▸ INPUT FOR THIS TASK
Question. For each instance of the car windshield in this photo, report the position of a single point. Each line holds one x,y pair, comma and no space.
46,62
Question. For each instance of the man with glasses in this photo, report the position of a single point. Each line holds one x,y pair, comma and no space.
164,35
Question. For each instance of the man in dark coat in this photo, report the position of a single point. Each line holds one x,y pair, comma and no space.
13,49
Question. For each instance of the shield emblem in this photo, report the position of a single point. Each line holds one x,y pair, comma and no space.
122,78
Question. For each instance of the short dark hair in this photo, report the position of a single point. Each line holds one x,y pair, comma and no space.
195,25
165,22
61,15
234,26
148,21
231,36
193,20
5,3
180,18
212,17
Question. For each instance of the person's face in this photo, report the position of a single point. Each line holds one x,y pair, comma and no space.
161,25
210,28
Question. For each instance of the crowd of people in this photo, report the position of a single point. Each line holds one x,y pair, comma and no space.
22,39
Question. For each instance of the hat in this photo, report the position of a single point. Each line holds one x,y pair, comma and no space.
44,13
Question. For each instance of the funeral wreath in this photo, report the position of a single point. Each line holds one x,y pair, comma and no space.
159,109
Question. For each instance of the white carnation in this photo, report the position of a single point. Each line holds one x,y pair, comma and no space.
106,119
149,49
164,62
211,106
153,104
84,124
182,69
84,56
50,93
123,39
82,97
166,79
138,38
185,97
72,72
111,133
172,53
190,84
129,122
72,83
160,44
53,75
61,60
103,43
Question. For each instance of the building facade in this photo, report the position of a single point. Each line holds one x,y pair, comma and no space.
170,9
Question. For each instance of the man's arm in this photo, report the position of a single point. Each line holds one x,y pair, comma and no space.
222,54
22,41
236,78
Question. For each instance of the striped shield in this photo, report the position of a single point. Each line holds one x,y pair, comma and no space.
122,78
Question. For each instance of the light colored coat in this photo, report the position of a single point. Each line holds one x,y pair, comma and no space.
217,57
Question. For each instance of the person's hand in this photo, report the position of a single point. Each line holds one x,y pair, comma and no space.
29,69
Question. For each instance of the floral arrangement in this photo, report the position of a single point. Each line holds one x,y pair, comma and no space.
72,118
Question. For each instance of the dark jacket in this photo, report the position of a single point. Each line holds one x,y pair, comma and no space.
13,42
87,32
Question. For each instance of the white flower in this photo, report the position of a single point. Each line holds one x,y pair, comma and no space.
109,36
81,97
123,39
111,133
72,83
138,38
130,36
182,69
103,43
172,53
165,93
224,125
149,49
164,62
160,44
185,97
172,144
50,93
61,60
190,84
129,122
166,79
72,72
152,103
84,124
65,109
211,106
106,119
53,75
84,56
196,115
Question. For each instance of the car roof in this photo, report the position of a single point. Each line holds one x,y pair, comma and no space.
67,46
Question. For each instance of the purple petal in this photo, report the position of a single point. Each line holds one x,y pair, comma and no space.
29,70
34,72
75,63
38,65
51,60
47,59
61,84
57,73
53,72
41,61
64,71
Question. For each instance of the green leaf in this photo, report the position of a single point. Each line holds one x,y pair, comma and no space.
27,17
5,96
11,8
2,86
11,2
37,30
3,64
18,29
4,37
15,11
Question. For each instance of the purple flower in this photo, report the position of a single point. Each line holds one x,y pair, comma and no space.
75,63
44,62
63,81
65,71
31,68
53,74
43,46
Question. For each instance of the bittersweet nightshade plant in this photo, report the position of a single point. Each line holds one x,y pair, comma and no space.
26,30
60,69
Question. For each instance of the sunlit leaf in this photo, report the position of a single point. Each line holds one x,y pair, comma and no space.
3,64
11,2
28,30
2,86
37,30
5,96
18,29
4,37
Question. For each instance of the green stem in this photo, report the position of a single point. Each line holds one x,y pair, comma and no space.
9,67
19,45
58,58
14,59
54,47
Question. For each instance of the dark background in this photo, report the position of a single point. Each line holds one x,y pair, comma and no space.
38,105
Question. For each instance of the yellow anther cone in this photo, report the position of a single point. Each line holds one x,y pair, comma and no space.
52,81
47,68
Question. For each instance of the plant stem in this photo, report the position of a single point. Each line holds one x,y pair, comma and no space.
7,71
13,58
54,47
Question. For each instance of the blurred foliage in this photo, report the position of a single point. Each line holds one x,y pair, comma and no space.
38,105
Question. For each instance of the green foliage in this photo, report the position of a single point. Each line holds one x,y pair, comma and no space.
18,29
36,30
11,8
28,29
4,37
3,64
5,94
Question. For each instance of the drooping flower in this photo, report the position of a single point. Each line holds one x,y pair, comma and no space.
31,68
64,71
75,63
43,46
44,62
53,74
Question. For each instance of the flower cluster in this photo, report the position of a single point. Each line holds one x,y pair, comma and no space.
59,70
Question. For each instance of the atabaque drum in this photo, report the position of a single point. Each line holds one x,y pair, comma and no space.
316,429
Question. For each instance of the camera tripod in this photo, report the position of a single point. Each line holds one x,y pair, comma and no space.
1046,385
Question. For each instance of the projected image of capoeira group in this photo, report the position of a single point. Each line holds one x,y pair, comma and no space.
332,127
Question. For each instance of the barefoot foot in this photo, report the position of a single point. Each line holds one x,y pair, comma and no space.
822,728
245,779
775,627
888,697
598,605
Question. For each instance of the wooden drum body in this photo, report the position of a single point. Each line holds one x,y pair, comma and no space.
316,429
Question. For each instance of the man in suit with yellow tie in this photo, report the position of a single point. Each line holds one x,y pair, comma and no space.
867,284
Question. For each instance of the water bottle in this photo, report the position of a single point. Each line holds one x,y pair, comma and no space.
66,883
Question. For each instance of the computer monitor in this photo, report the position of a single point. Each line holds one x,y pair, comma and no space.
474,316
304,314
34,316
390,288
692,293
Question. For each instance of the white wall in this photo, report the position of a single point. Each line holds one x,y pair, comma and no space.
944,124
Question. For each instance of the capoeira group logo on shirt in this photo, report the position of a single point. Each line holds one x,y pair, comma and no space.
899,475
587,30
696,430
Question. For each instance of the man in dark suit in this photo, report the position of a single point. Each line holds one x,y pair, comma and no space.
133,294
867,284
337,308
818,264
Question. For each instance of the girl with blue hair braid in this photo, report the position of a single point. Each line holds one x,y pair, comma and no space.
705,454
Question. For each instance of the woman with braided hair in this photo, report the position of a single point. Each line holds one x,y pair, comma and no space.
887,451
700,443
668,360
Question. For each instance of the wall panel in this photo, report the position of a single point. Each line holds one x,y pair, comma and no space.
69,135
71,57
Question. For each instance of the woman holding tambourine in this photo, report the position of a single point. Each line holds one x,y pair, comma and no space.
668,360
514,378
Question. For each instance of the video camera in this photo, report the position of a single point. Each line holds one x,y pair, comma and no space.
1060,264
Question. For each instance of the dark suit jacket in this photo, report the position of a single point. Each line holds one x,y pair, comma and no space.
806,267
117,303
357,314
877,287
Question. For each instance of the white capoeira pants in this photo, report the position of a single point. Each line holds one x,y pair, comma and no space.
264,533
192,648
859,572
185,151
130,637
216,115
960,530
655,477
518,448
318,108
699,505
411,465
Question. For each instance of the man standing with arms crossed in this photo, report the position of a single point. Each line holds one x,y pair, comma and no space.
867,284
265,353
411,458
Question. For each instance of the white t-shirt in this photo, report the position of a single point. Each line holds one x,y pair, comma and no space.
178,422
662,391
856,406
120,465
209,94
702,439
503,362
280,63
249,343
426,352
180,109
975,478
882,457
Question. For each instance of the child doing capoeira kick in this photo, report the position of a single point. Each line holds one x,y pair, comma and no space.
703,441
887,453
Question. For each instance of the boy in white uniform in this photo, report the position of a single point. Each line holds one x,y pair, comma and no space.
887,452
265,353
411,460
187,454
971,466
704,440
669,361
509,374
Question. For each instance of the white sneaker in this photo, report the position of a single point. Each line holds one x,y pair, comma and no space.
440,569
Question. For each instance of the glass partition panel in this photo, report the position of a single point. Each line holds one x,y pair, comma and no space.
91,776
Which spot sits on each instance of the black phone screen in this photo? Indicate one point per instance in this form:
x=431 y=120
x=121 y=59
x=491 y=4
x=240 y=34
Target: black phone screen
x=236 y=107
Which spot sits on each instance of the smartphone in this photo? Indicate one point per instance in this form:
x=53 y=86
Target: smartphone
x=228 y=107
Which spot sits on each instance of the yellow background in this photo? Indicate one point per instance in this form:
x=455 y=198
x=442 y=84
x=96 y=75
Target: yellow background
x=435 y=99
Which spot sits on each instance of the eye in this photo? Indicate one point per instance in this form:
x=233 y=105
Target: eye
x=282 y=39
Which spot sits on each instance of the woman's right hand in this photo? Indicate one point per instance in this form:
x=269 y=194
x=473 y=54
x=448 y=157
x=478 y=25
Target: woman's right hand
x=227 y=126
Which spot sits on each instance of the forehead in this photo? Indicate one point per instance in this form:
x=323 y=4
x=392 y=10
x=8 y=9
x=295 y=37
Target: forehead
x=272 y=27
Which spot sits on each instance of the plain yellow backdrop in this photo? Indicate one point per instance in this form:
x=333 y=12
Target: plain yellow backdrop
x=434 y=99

▸ TO DO
Return the lines from the line containing "Which spot sits on each instance of the eye" to the end of the entries above, exactly as they appear and with no other output.

▸ FINISHED ANSWER
Which spot sits on each instance of the eye in this photo? Indicate one point per instance in this form:
x=233 y=105
Target: eye
x=282 y=39
Which spot sits on each instance of the woman's right hand in this photo? Indicate one point per instance in this form:
x=269 y=194
x=473 y=54
x=448 y=157
x=478 y=25
Target: woman's right hand
x=227 y=126
Which spot sits on each instance of the forehead in this photo? Indicate one point per instance in this form:
x=323 y=4
x=392 y=10
x=8 y=9
x=295 y=37
Target: forehead
x=272 y=27
Which spot sits on each instance of the plain yellow backdrop in this photo? Indicate one point per instance in this form:
x=333 y=12
Target: plain yellow backdrop
x=434 y=99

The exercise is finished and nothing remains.